DATA FOR THIS TASK section start

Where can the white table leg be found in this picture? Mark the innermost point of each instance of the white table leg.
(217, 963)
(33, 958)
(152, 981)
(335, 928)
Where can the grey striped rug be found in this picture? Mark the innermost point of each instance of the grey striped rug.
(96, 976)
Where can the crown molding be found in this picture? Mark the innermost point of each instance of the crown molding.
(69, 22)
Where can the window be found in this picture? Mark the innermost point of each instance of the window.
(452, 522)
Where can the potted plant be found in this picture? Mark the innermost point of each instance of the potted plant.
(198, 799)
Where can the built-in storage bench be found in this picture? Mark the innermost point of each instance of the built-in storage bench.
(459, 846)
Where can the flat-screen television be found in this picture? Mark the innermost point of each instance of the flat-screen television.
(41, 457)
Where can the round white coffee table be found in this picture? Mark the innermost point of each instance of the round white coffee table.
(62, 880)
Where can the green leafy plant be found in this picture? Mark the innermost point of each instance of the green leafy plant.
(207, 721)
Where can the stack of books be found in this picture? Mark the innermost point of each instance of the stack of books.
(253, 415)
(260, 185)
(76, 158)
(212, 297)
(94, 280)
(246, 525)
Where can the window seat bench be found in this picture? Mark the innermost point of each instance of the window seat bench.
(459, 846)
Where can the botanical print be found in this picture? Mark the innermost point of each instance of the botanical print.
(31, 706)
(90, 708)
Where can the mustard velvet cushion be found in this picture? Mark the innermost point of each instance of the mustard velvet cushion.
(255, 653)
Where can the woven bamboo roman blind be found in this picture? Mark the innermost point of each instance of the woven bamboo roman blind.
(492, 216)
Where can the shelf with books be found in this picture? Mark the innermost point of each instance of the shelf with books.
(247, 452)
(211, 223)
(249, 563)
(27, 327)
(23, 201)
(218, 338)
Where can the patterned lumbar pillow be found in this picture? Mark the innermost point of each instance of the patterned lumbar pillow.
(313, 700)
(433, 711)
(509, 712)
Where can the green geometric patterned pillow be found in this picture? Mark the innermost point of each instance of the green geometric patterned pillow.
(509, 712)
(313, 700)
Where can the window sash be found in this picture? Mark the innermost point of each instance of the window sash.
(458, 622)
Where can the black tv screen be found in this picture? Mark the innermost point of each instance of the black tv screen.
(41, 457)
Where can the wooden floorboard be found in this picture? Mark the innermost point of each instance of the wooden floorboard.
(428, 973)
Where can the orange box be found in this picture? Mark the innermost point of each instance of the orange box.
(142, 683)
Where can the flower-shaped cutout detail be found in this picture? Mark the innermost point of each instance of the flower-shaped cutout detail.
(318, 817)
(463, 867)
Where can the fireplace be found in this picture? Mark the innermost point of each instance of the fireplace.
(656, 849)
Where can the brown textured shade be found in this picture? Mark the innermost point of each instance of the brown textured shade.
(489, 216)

DATA FOR THIS TASK section end

### WORK ITEM
Reproduce exactly the line that contains "Where can the orange" together with each line after it to the end of the entries; include no other lines.

### RESPONSE BOX
Where can the orange box be found in this picture? Mark the innermost point of each instance of the orange box.
(142, 683)
Where can the flower-shaped cutout detail be found in this picture? Mark the innermost point of each instance of the flower-shaped cutout detail.
(318, 817)
(463, 867)
Where can the fireplace be found in this picture? Mark the innermost point of each instance of the fireplace.
(656, 849)
Where can the brown textured shade be found in this picture? Mark the innermost point of each instance of the brown textured shade.
(489, 216)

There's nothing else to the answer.